begin

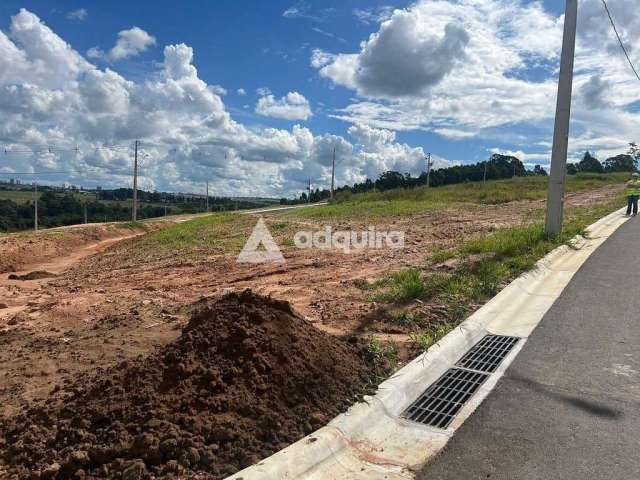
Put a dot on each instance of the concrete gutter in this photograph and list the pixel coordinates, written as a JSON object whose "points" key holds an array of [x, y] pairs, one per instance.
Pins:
{"points": [[370, 441]]}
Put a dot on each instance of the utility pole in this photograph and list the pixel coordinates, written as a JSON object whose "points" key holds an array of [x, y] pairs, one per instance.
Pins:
{"points": [[429, 165], [333, 172], [207, 203], [35, 221], [134, 215], [555, 195]]}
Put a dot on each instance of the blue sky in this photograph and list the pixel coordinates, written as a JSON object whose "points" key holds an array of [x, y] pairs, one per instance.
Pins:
{"points": [[487, 94]]}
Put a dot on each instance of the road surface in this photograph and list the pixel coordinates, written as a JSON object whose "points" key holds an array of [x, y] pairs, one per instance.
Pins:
{"points": [[569, 406]]}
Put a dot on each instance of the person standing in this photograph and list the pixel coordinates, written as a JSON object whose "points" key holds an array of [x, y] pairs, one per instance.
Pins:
{"points": [[633, 193]]}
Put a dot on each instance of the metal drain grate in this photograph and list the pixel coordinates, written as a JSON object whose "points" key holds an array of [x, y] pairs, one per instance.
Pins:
{"points": [[443, 400], [487, 355]]}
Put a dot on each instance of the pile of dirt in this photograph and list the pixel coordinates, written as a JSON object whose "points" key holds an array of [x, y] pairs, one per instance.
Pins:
{"points": [[247, 377], [36, 275]]}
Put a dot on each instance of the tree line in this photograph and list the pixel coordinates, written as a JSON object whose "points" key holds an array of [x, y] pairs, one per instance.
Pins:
{"points": [[57, 209]]}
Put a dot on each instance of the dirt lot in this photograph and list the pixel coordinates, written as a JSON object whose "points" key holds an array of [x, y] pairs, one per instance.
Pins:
{"points": [[125, 301]]}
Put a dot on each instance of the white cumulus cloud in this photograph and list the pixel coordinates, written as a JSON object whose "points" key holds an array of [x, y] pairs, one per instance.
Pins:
{"points": [[130, 43], [293, 106], [51, 95], [79, 14]]}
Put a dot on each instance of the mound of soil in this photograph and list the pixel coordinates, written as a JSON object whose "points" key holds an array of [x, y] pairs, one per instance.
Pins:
{"points": [[37, 275], [247, 377]]}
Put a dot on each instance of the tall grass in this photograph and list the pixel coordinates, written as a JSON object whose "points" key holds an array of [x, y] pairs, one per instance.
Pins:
{"points": [[404, 201]]}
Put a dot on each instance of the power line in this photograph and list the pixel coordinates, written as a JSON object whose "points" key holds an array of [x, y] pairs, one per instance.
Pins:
{"points": [[626, 54]]}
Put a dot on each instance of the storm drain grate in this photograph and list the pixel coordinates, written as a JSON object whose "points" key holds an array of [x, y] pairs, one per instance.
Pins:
{"points": [[487, 355], [440, 403]]}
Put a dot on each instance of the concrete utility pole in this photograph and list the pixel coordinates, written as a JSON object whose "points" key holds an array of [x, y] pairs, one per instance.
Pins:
{"points": [[333, 172], [555, 195], [207, 204], [429, 165], [35, 218], [134, 214]]}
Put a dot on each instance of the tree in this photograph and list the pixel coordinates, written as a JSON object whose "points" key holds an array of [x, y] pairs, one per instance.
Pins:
{"points": [[389, 180], [539, 170], [589, 163], [621, 163]]}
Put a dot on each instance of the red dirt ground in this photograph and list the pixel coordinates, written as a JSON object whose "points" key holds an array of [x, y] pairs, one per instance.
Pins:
{"points": [[247, 377]]}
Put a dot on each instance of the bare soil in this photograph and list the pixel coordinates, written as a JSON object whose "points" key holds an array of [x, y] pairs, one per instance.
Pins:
{"points": [[109, 304]]}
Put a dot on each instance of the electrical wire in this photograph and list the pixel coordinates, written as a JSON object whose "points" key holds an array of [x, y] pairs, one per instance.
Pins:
{"points": [[626, 54]]}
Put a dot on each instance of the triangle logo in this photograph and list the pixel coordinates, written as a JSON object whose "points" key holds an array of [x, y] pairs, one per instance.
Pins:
{"points": [[260, 236]]}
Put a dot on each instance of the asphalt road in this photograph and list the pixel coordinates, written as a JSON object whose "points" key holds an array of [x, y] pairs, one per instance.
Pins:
{"points": [[569, 406]]}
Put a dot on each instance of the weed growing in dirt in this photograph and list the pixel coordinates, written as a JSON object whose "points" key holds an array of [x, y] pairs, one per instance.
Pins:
{"points": [[399, 202], [424, 340], [217, 233], [401, 286], [405, 318], [383, 356]]}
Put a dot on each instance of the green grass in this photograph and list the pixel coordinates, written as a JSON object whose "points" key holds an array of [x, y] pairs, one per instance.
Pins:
{"points": [[425, 339], [211, 234], [401, 202], [484, 265], [382, 356]]}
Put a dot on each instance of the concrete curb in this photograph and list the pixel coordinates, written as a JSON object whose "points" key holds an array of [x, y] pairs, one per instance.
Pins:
{"points": [[370, 441]]}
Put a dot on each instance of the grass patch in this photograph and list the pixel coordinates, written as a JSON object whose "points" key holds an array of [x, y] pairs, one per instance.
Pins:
{"points": [[382, 356], [402, 201], [405, 318], [401, 286], [207, 235], [425, 339]]}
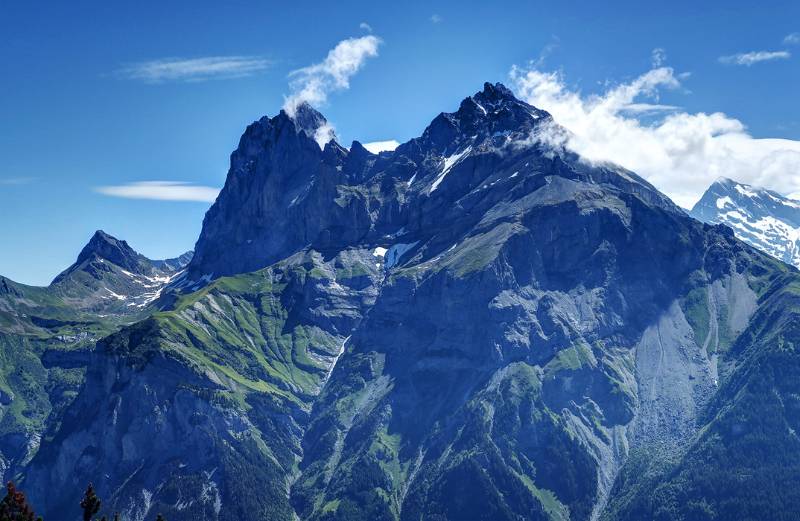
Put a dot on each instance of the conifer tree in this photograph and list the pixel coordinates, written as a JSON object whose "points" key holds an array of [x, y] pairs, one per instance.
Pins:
{"points": [[14, 506], [90, 503]]}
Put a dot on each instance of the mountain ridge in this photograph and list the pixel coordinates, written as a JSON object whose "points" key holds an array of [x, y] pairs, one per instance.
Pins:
{"points": [[763, 218], [479, 324]]}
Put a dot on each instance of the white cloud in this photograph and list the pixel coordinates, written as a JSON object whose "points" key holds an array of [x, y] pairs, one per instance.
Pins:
{"points": [[681, 153], [195, 69], [658, 57], [161, 191], [751, 58], [314, 83], [792, 39], [376, 147]]}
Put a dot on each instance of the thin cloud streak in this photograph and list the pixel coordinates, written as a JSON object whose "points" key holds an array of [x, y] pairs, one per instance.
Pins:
{"points": [[751, 58], [161, 191], [195, 69], [792, 39]]}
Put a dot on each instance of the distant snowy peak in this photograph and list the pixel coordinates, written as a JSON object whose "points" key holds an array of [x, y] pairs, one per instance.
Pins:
{"points": [[762, 218]]}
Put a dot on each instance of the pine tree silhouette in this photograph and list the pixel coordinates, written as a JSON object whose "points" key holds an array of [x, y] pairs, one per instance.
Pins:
{"points": [[14, 507], [90, 503]]}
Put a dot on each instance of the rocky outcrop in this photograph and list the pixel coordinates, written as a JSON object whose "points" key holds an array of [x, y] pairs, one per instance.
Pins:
{"points": [[479, 324]]}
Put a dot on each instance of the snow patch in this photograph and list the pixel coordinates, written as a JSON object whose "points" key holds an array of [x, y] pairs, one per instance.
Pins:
{"points": [[394, 253], [449, 163]]}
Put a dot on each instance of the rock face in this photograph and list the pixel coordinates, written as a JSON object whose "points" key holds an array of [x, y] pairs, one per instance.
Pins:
{"points": [[46, 335], [762, 218], [477, 325], [109, 277]]}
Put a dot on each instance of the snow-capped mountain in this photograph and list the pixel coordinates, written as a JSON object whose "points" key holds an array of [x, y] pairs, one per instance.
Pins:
{"points": [[476, 325], [762, 218]]}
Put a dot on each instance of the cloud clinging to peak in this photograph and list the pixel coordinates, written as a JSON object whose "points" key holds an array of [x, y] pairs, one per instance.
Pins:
{"points": [[376, 147], [195, 69], [161, 191], [313, 84], [681, 153], [751, 58]]}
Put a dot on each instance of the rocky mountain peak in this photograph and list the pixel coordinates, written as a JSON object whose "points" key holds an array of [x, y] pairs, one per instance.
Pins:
{"points": [[110, 248], [763, 218], [493, 113]]}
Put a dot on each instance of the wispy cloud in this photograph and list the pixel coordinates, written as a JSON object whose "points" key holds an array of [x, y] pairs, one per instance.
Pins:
{"points": [[376, 147], [681, 153], [314, 83], [195, 69], [658, 57], [16, 181], [161, 191], [751, 58]]}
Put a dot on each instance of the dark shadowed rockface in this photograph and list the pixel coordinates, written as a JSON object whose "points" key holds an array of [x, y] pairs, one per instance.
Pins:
{"points": [[477, 325]]}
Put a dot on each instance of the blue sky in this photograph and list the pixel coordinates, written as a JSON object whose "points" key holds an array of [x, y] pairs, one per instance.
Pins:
{"points": [[99, 94]]}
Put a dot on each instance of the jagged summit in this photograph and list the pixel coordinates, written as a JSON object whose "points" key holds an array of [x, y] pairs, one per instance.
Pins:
{"points": [[105, 246], [763, 218], [285, 191]]}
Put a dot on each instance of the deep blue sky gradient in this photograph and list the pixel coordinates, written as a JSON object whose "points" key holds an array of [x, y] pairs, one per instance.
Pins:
{"points": [[69, 122]]}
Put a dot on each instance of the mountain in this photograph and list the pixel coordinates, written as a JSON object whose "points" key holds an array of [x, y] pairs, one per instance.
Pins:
{"points": [[109, 277], [47, 333], [477, 325], [762, 218]]}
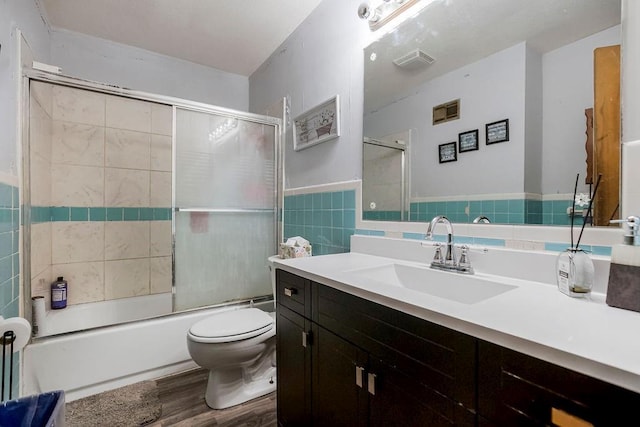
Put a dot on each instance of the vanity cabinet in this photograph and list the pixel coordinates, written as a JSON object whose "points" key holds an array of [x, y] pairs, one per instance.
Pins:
{"points": [[347, 361], [517, 389], [343, 360]]}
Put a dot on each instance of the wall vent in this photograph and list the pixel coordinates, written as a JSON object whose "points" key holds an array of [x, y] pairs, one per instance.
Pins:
{"points": [[446, 112], [414, 59]]}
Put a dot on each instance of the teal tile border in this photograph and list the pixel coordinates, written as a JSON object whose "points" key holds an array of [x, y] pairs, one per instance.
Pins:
{"points": [[326, 219], [40, 214]]}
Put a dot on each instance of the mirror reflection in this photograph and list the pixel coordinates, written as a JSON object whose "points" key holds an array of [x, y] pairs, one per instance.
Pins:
{"points": [[498, 106]]}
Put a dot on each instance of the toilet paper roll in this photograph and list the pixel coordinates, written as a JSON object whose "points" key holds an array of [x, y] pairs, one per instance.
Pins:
{"points": [[20, 327], [38, 315]]}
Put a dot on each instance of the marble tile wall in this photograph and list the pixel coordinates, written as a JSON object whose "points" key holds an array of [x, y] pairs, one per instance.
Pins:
{"points": [[101, 194]]}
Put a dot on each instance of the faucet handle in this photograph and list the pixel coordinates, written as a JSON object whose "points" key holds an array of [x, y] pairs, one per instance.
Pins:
{"points": [[437, 256]]}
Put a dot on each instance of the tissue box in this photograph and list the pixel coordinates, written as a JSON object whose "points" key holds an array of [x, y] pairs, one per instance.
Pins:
{"points": [[295, 247]]}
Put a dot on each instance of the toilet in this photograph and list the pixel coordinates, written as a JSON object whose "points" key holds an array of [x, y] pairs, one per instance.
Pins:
{"points": [[238, 347]]}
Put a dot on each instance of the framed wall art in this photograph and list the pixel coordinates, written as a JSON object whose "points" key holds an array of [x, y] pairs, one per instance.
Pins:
{"points": [[447, 152], [319, 124], [497, 131], [468, 141]]}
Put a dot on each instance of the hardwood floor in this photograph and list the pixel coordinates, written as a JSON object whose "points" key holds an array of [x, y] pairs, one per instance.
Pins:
{"points": [[182, 398]]}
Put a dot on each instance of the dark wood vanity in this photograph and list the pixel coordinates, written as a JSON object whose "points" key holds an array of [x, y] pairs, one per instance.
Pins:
{"points": [[347, 361]]}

end

Directive:
Reproduce only those lines of the entries above that run from the line with "Put a dot on each instance of the teal" to the final line.

Solution below:
Put a dot on each instance of the teal tile border in this photograph and list the pixel coordinates, written as a JSON object whose "points" key holds an array of [x, y] pairs, one per instance.
Pins:
{"points": [[326, 219], [40, 214]]}
Put a dot on each instance of the mirror reflection in this photograph and list the pixel coordinates, written as a JSON object whose "points" key holds an array of [x, y] pairs, one per instance.
Pins:
{"points": [[498, 106]]}
Put a dot on each instance of the toilet paper roll in this photograph and list the pixel coordinates, written as a JSON object whose "points" key holds an array of [x, y] pairs, one per instance.
Pins:
{"points": [[20, 327], [38, 315]]}
Put a dot on each instance of the marble tile wall in this photograph and list the pixel coordinates, written as a JSON object whose "points" key holds an array of [x, y] pairs, one per instance.
Pins:
{"points": [[101, 194]]}
Put a dot on each instance of the faucet handle in this photograph and list the pixel coordinates, written as a JSON object whose "points" key holds an array of [x, y] pairs, one per instance.
Pins:
{"points": [[437, 256]]}
Put a dot on each instance of the tissue box in this photograph and list the pixel coordinates, written as a JSON object whose "points" key holds an array of [x, y] pairs, one per instance.
Pins:
{"points": [[295, 247]]}
Put a dot on each instance of the toilet in this photograph and list the pixel coordinates, written as a JSON object whose "points" key holds an array of [x, y] pairs, one per instance.
Pins:
{"points": [[238, 347]]}
Put a dot on each instance of the framed wall art in this photograph and list the pixel coordinates, written as a JSON object whose "points" key holds an array of [x, y] pairs, one per instance.
Pins:
{"points": [[447, 152], [319, 124], [497, 131], [468, 141]]}
Put a dot on each instance of the hardwood floor in this photograph and list the pixel coordinates, written as a JSON object whose "points" key holds an array of [x, y] pairs, one per instance.
Pins:
{"points": [[182, 398]]}
Put a dot on each instance of the dark wood vanity in this photograph and list the pixel coordinates, written as a JSON object whose "points" key holds an array of [x, y] pairs, one per instance.
Pins:
{"points": [[347, 361]]}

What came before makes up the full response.